» **TASK**
Reproduce word for word the part of the passage on teacher training during COVID between "The Association of" and "conference attendance etc.", inclusive.

» **READING PASSAGE**

This need is exacerbated because many teachers who were training or newly qualified in 2020 and 2021 could not complete their final placements due to disruptions in training etc. forcing them to miss out on opportunities to enhance their practical and theoretical knowledge of teaching.
And this disruption doesn’t stop there – their first year of work has also been marred by constant COVID scares in schools forcing them to lose children, with them being sent home at erratic and sudden times throughout the year . For instance, July this year saw 8.5% of children being sent home from school, the highest number of COVID-related absences since the return to school in March. This prevented them from completing a full term of teaching in a filled classroom. These new teachers’ needs should be taken into account, and catch-up work may need to be done to ensure that none of them miss out on the training they should have received in full in 2020.
CPD For Teachers: Which Methods Are Still Possible Due to COVID?
The Association of Teachers and Lecturers (ATL) section of the UK National Education Union states that CPD for primary and secondary school teachers should include training courses, workshops, studying for accreditations, online courses, peer group exchanges, international exchanges, conference attendance etc.
However, are such training opportunities possible for teachers in 2021 and beyond?

» **DATA UNDER STUDY**
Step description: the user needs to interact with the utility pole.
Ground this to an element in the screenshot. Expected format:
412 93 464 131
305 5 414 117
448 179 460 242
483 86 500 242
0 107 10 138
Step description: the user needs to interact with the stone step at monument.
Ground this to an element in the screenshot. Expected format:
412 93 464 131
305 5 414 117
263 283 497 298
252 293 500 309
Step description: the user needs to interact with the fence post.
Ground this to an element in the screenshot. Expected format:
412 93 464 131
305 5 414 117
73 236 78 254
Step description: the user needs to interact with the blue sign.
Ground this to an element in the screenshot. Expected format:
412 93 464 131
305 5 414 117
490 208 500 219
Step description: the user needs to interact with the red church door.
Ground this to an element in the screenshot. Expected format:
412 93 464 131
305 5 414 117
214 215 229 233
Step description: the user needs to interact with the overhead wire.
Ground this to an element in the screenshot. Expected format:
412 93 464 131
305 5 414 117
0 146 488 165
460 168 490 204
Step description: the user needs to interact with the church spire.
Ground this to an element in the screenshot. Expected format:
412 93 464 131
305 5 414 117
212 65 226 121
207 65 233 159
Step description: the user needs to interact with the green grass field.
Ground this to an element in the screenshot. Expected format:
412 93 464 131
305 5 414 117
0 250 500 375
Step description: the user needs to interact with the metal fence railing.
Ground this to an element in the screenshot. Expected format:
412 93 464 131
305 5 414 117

» **SOLUTION TO THIS EXERCISE**
The Association of Teachers and Lecturers (ATL) section of the UK National Education Union states that CPD for primary and secondary school teachers should include training courses, workshops, studying for accreditations, online courses, peer group exchanges, international exchanges, conference attendance etc.